----- QUOTED PASSAGE
All of this is well and good, but what does it mean? For everyday Americans, it can be difficult to parse out how billions of dollars worth of discretionary spending can impact our everyday lives. Thankfully, The Washington Post came out with a clear and informative graphic that breaks down the real-life consequences of Trump’s proposed draconian budget cuts. Let’s walk through the highlights together:
President Trump’s team proposes cutting the Department of Agriculture’s budget by over 20 percent. On the ground, those cuts would completely eliminate a program that provides agricultural commodities and educational initiatives to women and children in low-income, food-poor countries all over the world. The Water and Wastewater Program, which funds sanitation and drinking water programs all over rural America, would also cease to exist. Additionally, the reductions would require major staff layoffs at the USDA, cut funding from the WIC nutrition program, and strip $95 million from the Rural Business-Cooperative Service, which provides job training and business development programs to rural communities.
If this sounds to you like it would strip funding from programs that overwhelming support constituents who voted for President Trump, you would be absolutely correct.
----------
----- DATASET CONTENT
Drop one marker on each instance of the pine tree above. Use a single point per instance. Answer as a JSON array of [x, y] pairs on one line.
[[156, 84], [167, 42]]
----------
**TASK DIRECTIONS:**
Write the next part of the passage on President Trump's proposed budget cuts, picking up after its final sentence. None of the lines are needed for this work.

**WRITTEN RESPONSE:**
Proposed cuts to the Commerce Department would predominantly impact climate change initiatives and domestic economic programs. For someone who claims to care about jobs, it seems pretty insane to eliminate the Sea Grant program, which creates and sustains 21,000 jobs and 2,900 businesses annually, while simultaneously protecting at-risk coastal communities. Unfortunately, nobody asked me before slipping this fun little provision in.
Here’s a doozy: the Trump administration has proposed decreasing the Department of Education’s budget by over $9 billion. Most of those cuts will hit two areas: work-study programs for college students, and public school programs that support teachers and low-income students.
Let’s talk about work-study first. I — like the majority of other people in my age bracket that I know — could not have afforded college without a federal work-study grant. Federal work-study allowed me to shave over $3,000 a year off my tuition by being working within the university community (often, as I did, for the low, low federal minimum wage of $7.25/hour). For low-income students, that ‘small’ $3,000 grant is literally the difference between attending college and not attending.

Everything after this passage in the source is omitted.